## Supplied material
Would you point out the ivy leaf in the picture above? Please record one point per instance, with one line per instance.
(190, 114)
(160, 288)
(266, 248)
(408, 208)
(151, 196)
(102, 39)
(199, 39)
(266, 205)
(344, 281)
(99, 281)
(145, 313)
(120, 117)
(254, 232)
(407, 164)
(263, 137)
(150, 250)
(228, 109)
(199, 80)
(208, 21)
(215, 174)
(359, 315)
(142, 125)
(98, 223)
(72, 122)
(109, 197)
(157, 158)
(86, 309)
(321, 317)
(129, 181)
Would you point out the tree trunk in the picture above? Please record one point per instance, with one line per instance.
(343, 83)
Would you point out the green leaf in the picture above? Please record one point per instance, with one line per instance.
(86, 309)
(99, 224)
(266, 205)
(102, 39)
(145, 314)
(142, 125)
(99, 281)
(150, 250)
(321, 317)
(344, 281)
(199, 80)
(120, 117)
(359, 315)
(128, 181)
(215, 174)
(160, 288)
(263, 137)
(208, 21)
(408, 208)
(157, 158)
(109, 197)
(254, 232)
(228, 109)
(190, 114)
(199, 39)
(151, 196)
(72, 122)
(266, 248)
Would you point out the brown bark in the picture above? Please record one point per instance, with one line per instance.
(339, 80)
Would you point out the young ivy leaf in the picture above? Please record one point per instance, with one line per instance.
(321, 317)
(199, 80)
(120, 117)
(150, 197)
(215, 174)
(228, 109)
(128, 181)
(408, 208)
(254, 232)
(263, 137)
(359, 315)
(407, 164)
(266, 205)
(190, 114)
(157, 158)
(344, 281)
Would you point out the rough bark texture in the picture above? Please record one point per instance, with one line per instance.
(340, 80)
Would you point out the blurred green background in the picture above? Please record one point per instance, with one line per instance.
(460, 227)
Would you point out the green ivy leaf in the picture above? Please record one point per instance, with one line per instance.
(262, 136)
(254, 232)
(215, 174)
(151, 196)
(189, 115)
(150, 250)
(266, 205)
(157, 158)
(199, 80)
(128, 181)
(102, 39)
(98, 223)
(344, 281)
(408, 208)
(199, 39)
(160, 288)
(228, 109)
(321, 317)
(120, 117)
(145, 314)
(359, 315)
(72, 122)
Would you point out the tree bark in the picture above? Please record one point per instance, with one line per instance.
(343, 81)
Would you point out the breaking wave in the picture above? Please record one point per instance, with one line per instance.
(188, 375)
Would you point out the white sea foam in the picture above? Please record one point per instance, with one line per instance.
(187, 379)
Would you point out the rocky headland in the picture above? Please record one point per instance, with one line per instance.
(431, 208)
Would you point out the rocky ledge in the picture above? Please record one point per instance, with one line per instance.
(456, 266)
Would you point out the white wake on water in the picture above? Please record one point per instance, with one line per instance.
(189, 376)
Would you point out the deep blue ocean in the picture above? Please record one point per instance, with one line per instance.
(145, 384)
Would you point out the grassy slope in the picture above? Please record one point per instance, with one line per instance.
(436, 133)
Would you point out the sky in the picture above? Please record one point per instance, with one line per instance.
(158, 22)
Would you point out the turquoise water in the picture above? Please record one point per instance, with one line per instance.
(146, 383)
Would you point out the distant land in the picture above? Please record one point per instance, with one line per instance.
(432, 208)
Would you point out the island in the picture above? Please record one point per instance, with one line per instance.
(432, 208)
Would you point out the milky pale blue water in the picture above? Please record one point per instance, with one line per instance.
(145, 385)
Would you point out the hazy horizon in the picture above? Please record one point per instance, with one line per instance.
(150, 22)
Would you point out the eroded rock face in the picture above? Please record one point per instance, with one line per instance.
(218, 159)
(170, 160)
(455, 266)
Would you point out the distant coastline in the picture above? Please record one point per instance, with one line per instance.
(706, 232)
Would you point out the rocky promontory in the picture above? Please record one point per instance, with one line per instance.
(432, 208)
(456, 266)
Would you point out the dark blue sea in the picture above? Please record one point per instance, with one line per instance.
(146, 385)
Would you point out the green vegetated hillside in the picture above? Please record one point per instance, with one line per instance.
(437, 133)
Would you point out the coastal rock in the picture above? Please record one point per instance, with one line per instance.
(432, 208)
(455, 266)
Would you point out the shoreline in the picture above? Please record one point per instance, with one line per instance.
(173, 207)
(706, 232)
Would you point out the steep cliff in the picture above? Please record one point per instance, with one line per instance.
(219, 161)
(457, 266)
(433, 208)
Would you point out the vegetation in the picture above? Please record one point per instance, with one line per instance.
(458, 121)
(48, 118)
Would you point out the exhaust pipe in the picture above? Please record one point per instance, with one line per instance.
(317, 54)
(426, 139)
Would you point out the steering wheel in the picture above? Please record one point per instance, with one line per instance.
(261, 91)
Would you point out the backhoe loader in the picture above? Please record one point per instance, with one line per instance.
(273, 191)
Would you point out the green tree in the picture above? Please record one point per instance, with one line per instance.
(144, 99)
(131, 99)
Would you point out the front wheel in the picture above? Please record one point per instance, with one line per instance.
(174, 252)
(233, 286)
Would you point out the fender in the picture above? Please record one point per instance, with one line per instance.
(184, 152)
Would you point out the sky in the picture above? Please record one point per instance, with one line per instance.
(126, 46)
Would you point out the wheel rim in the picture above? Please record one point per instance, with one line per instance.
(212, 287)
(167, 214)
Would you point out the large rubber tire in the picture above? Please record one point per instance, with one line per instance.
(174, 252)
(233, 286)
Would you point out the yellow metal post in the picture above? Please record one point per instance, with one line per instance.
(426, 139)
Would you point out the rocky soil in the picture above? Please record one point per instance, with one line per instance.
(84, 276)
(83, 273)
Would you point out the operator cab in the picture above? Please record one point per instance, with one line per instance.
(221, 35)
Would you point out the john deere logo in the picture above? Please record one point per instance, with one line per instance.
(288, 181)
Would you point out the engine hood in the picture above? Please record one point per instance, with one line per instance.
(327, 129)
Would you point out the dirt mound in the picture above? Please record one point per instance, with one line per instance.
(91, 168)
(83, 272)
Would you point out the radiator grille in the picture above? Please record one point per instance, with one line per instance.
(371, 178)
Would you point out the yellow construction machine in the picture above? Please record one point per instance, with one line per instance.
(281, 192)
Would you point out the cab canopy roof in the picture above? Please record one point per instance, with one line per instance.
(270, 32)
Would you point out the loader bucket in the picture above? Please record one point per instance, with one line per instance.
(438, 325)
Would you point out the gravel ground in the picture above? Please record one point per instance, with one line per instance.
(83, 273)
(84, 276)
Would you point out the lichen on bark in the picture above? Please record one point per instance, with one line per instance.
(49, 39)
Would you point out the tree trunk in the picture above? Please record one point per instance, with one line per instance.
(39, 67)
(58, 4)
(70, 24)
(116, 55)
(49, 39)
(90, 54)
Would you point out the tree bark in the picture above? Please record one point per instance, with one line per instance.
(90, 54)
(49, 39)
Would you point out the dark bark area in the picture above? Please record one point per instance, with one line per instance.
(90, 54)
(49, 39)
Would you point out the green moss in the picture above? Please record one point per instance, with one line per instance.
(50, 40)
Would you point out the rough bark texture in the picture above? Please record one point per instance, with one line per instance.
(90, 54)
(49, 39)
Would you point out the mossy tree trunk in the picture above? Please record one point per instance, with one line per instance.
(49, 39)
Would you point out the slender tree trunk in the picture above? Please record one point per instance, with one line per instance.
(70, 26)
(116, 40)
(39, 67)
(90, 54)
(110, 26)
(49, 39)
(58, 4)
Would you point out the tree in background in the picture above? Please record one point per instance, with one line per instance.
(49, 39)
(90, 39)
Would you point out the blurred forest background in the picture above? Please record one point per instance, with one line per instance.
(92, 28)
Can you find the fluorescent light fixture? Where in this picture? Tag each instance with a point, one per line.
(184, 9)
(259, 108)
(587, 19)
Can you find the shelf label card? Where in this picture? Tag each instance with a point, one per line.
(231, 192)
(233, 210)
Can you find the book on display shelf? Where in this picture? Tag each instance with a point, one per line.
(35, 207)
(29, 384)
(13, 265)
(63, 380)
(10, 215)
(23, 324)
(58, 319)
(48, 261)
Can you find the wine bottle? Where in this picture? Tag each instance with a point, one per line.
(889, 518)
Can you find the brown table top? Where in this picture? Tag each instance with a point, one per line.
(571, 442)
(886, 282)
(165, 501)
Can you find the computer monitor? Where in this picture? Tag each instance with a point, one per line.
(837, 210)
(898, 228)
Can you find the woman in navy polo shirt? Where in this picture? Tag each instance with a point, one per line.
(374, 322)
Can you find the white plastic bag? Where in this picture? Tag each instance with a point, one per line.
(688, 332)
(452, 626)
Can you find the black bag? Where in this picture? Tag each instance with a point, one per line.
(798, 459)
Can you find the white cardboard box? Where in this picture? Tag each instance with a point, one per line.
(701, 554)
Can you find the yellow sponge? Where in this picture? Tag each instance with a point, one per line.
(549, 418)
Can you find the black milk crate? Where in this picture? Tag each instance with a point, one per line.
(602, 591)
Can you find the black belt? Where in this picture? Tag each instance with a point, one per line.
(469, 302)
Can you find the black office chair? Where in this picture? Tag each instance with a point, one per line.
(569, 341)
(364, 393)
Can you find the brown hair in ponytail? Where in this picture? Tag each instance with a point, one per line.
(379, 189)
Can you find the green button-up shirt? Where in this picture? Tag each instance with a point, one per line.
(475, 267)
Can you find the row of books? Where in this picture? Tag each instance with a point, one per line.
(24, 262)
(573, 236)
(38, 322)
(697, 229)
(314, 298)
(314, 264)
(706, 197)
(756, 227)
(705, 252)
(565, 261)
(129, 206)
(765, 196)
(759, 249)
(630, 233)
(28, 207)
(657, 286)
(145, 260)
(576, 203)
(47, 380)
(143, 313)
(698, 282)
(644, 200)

## Your goal
Write out precisely the lines from the one holding "Can you find the black milk" through the end of the material, including both of those ends.

## Finished task
Can you find the black milk crate? Where in this picture? Tag each instance with a point, one per line.
(602, 591)
Can you find the black belt? Where in this picture? Tag each instance with a point, one per line.
(469, 302)
Can you find the black office chair? Where in this picture? Tag each instance with a point, one per line.
(569, 341)
(364, 393)
Can you find the brown hair in ponytail? Where in this picture? Tag each instance with a point, one per line.
(379, 189)
Can you find the green button-up shirt? Where in this picture? Tag each instance with a point, one per line.
(475, 267)
Can you find the row of books? Where in this picture? Tag each instance with a point, one per line.
(24, 262)
(573, 236)
(38, 322)
(697, 229)
(314, 298)
(314, 264)
(706, 197)
(756, 227)
(705, 252)
(565, 261)
(129, 206)
(765, 196)
(759, 249)
(630, 233)
(28, 207)
(657, 286)
(145, 260)
(576, 203)
(47, 380)
(143, 313)
(698, 282)
(644, 200)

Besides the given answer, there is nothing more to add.